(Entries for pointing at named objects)
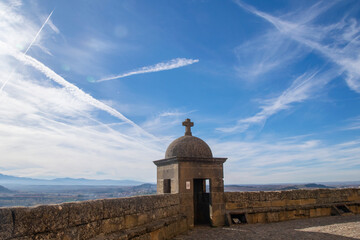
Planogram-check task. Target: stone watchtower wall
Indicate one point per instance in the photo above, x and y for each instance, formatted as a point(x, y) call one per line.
point(143, 217)
point(263, 207)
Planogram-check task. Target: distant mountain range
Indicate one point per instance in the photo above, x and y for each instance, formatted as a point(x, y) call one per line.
point(11, 180)
point(4, 190)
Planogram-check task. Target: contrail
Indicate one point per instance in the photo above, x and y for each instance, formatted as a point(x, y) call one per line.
point(30, 45)
point(37, 34)
point(174, 63)
point(71, 88)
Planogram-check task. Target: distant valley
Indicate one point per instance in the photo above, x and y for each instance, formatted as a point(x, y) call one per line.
point(18, 191)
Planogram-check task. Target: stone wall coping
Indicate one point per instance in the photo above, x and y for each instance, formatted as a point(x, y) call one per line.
point(289, 208)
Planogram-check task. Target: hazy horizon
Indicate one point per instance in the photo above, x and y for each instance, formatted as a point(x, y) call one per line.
point(94, 90)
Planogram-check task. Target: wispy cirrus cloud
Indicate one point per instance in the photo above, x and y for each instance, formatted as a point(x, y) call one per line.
point(345, 35)
point(48, 126)
point(71, 88)
point(162, 66)
point(299, 31)
point(28, 48)
point(305, 160)
point(300, 90)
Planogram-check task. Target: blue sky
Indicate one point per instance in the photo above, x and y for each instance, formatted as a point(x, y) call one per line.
point(99, 90)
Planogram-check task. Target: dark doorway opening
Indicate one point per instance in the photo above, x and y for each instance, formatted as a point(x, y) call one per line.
point(201, 201)
point(238, 218)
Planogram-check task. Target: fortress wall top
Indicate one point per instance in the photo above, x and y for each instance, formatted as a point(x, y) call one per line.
point(88, 219)
point(261, 207)
point(292, 197)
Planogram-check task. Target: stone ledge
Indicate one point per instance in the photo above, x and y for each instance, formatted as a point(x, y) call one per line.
point(143, 230)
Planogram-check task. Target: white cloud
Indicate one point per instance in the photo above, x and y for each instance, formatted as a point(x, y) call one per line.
point(344, 37)
point(163, 66)
point(49, 127)
point(300, 90)
point(282, 161)
point(343, 51)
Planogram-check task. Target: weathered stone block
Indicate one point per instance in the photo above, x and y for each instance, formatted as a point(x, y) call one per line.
point(260, 217)
point(112, 225)
point(279, 203)
point(272, 216)
point(39, 219)
point(131, 221)
point(85, 212)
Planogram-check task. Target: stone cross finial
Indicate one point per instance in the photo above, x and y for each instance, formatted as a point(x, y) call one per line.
point(188, 124)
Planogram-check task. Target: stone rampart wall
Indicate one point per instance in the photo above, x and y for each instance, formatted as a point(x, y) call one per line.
point(143, 217)
point(261, 207)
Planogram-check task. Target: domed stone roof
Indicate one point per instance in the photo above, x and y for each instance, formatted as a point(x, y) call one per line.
point(188, 145)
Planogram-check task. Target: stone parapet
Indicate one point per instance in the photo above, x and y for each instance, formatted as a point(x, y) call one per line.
point(149, 216)
point(262, 207)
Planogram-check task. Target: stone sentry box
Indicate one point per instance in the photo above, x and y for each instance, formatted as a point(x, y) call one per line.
point(190, 170)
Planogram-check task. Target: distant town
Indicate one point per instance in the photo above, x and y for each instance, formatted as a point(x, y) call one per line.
point(17, 191)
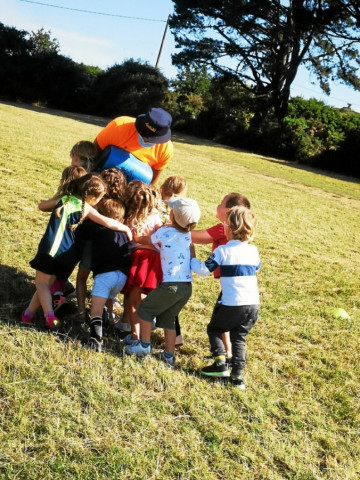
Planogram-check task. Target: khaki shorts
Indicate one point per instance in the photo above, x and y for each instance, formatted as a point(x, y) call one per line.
point(165, 303)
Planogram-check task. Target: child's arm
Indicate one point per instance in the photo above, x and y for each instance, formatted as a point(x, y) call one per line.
point(107, 222)
point(48, 205)
point(143, 239)
point(201, 236)
point(205, 268)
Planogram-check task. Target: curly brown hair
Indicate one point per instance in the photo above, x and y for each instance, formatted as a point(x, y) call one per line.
point(139, 202)
point(116, 183)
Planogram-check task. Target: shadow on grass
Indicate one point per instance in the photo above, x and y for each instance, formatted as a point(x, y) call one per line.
point(16, 289)
point(188, 139)
point(81, 117)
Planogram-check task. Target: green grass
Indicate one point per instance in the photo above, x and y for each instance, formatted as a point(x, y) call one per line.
point(66, 412)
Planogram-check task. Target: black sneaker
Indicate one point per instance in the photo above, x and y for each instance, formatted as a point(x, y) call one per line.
point(58, 302)
point(238, 382)
point(216, 370)
point(96, 345)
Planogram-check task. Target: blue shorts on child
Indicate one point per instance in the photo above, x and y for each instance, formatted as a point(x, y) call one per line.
point(109, 284)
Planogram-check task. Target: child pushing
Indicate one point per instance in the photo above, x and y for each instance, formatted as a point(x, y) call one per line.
point(110, 265)
point(236, 311)
point(57, 254)
point(167, 300)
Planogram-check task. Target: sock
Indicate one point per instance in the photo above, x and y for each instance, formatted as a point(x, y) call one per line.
point(29, 313)
point(168, 354)
point(96, 328)
point(220, 359)
point(57, 287)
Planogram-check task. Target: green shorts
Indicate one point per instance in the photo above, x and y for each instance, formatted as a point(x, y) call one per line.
point(165, 303)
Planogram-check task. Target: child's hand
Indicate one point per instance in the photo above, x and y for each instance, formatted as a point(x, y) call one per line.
point(128, 233)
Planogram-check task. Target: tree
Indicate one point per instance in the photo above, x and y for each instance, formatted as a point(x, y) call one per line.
point(129, 89)
point(262, 43)
point(42, 43)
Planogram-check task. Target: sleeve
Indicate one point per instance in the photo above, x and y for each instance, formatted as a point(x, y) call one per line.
point(216, 232)
point(205, 268)
point(107, 135)
point(164, 153)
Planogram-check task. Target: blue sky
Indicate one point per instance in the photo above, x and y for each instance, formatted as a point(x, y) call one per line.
point(103, 40)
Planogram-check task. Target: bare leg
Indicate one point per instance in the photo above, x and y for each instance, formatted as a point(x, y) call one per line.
point(145, 330)
point(43, 283)
point(170, 336)
point(97, 306)
point(81, 289)
point(134, 301)
point(127, 311)
point(227, 344)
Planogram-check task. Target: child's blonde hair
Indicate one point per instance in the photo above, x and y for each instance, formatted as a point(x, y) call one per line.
point(140, 201)
point(85, 151)
point(68, 174)
point(88, 185)
point(173, 186)
point(242, 222)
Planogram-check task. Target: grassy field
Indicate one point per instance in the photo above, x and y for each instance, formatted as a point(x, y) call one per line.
point(69, 413)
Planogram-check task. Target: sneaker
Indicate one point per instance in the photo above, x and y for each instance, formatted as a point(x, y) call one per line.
point(96, 345)
point(228, 361)
point(168, 359)
point(179, 341)
point(68, 288)
point(137, 349)
point(58, 302)
point(216, 370)
point(52, 322)
point(128, 340)
point(122, 326)
point(27, 319)
point(238, 382)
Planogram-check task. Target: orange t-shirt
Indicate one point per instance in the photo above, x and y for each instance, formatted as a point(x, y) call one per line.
point(121, 132)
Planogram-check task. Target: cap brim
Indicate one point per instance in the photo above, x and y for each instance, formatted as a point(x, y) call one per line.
point(144, 132)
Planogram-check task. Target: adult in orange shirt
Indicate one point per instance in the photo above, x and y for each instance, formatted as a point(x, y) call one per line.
point(146, 137)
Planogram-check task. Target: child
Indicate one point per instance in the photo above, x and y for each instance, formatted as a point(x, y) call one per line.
point(216, 236)
point(236, 310)
point(174, 186)
point(57, 254)
point(116, 183)
point(115, 188)
point(145, 271)
point(83, 155)
point(69, 174)
point(175, 290)
point(110, 265)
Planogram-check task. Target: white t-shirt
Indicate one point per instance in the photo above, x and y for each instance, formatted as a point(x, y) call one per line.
point(174, 253)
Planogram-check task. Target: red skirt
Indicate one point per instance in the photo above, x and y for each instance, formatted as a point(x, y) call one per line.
point(145, 271)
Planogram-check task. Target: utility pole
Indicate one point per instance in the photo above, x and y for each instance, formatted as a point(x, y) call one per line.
point(162, 41)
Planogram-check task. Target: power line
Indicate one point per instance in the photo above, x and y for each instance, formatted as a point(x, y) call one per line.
point(96, 13)
point(329, 97)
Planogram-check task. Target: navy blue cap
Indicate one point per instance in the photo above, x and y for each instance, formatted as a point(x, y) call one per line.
point(154, 125)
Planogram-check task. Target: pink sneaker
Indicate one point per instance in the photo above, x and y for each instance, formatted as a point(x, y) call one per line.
point(52, 322)
point(58, 301)
point(27, 319)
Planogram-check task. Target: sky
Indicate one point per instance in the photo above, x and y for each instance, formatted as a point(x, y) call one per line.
point(121, 29)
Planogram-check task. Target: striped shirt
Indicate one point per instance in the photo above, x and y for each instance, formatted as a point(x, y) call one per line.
point(238, 262)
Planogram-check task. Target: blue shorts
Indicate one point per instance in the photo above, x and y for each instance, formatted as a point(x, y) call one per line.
point(109, 284)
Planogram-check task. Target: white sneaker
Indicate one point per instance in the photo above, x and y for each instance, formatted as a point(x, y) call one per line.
point(122, 326)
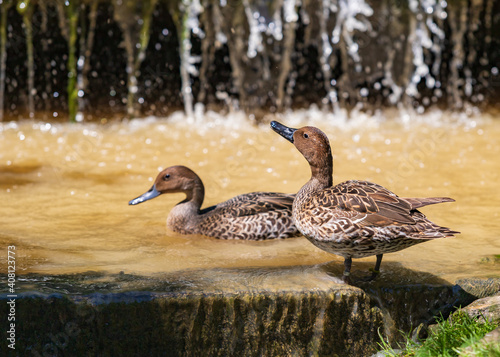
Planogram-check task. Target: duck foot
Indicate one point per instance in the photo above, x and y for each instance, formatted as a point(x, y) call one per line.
point(375, 271)
point(346, 277)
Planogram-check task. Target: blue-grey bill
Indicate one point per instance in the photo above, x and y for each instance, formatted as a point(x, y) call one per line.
point(152, 193)
point(283, 130)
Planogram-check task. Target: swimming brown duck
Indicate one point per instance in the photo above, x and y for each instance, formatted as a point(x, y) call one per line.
point(354, 219)
point(252, 216)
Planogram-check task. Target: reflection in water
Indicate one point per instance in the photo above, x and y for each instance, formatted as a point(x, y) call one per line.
point(65, 189)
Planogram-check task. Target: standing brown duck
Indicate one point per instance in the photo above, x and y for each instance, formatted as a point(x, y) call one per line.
point(354, 219)
point(252, 216)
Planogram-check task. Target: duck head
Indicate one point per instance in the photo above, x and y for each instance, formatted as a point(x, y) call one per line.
point(175, 179)
point(313, 144)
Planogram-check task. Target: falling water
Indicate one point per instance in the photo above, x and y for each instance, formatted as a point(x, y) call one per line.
point(26, 10)
point(3, 54)
point(274, 56)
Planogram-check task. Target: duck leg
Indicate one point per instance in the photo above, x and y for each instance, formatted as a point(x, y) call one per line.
point(376, 270)
point(346, 277)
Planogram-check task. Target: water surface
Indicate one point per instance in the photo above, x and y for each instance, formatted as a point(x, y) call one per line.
point(65, 189)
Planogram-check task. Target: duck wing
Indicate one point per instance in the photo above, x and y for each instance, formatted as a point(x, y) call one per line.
point(421, 202)
point(258, 202)
point(366, 203)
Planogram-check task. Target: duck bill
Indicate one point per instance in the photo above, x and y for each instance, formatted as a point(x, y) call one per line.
point(283, 130)
point(152, 193)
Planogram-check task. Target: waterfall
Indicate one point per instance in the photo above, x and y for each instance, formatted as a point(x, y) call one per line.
point(261, 56)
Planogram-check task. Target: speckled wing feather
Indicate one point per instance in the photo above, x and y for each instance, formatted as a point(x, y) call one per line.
point(258, 202)
point(359, 218)
point(252, 216)
point(368, 203)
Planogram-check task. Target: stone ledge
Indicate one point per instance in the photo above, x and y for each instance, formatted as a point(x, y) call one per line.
point(279, 311)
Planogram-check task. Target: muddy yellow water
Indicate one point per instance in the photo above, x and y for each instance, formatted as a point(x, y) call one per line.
point(64, 189)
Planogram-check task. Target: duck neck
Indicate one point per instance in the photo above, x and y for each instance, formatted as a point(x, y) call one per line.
point(195, 195)
point(184, 217)
point(322, 172)
point(321, 178)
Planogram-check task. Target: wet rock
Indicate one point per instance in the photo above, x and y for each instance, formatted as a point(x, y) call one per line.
point(479, 288)
point(298, 310)
point(486, 308)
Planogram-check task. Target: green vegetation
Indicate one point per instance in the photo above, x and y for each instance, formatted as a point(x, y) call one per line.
point(457, 336)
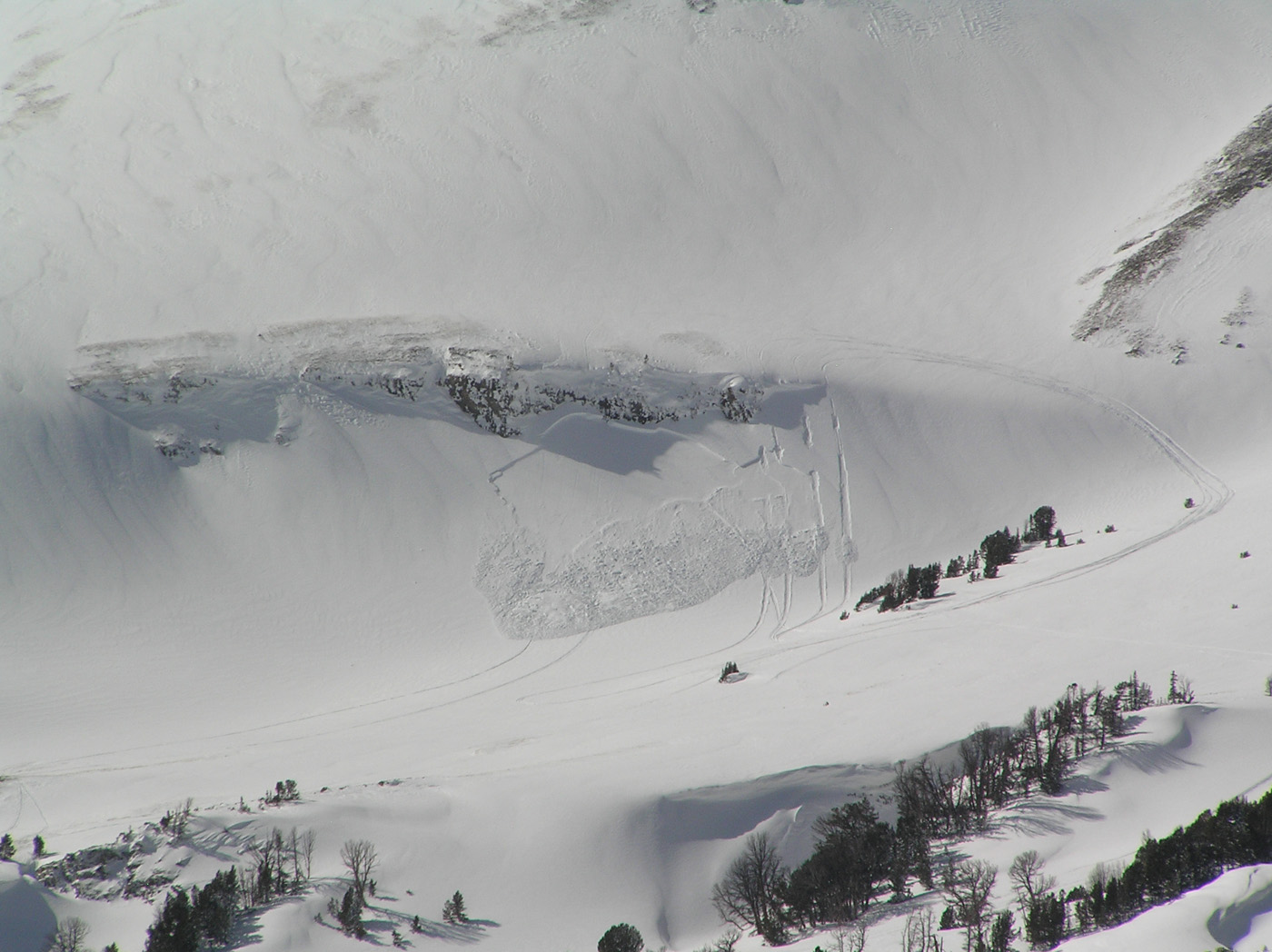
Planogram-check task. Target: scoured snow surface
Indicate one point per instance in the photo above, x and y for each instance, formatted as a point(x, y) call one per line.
point(457, 387)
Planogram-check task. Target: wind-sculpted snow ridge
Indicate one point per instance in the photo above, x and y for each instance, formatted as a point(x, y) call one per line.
point(194, 403)
point(616, 492)
point(1119, 312)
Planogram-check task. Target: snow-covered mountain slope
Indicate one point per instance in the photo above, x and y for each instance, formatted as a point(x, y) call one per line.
point(444, 393)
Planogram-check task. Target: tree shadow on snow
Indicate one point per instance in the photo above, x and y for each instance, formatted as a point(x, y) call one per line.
point(1148, 758)
point(1233, 924)
point(382, 923)
point(1040, 818)
point(467, 933)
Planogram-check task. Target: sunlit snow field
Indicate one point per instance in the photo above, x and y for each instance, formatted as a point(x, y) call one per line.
point(248, 534)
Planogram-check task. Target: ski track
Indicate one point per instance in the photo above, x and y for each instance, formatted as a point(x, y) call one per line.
point(1212, 493)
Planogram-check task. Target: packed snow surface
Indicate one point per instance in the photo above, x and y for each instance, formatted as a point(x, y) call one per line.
point(425, 401)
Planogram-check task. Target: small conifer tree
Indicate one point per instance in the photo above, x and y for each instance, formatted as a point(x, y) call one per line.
point(453, 910)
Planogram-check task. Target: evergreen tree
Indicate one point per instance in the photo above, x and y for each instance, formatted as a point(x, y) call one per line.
point(350, 914)
point(174, 928)
point(216, 904)
point(453, 910)
point(621, 938)
point(1002, 932)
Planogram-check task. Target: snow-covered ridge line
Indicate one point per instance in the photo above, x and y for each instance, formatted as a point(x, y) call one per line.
point(196, 402)
point(1242, 166)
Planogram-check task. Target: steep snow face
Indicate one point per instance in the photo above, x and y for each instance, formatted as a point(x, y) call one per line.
point(458, 387)
point(614, 172)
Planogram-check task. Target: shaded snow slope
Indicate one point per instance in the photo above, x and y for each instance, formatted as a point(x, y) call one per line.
point(444, 394)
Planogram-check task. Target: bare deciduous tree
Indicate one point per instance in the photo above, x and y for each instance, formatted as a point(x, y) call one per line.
point(1028, 879)
point(919, 933)
point(750, 895)
point(967, 886)
point(359, 858)
point(301, 846)
point(70, 936)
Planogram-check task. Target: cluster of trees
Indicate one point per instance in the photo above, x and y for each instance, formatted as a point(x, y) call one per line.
point(283, 792)
point(1236, 834)
point(360, 859)
point(996, 764)
point(859, 858)
point(280, 866)
point(186, 917)
point(903, 586)
point(996, 550)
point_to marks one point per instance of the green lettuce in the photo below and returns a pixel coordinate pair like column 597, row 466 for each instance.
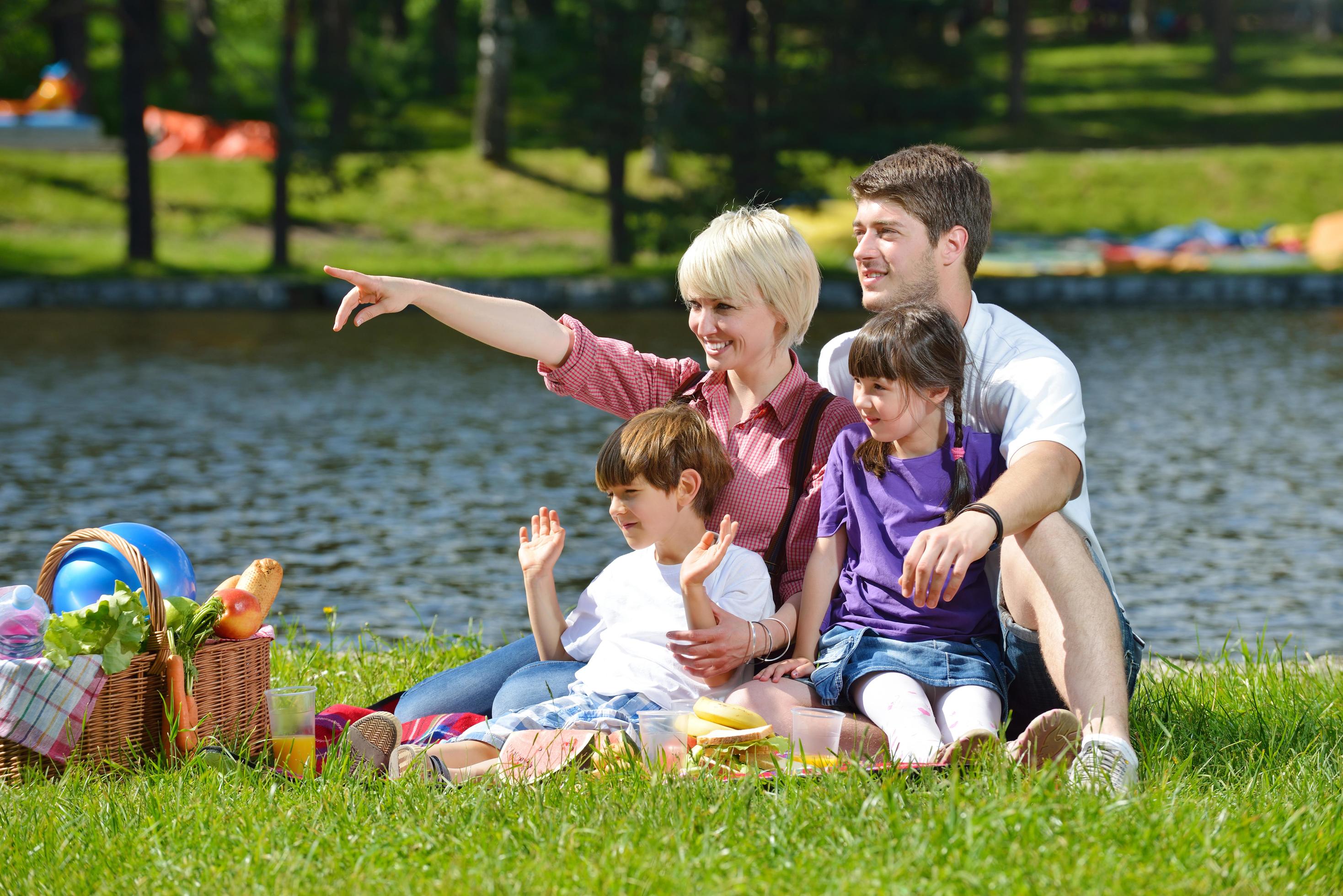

◆ Exercise requirements:
Rewrite the material from the line with "Planogram-check task. Target: evergreen tree" up to and including the line with "point(70, 936)", keeping the request lines as they are. In the answers, add 98 to every x and y coordinate.

◆ Complete output:
Planogram-check task. Target: evergreen tree
Indicate one point per instance in the photo above, x and y for each instance, formatted as a point(x, y) call one per line.
point(448, 1012)
point(272, 1026)
point(314, 1002)
point(551, 1008)
point(719, 1036)
point(1100, 1030)
Planogram-check task. Target: snow-covered ridge line
Indicate one point per instance in the photo above, x and y for each instance, formatted as a point(x, y) call one per line.
point(294, 500)
point(1340, 264)
Planogram-check task. Target: steep snow face
Indicate one point per instance in the photo above, x and y for each instance, formatted as a point(x, y) call one per line.
point(556, 485)
point(712, 270)
Planogram-check task. Target: shaded snow slope
Indicate one point per instance in the photo above, x and y for each instance, formatted as a point(x, y) call one per line.
point(542, 492)
Planogram-check task. Target: bare deciduous tree
Indicate one point per instance in the photo above, x and y for each instance, formatted as a point(x, y) call one per line.
point(1126, 977)
point(1017, 1031)
point(848, 993)
point(1065, 984)
point(457, 956)
point(399, 944)
point(168, 1034)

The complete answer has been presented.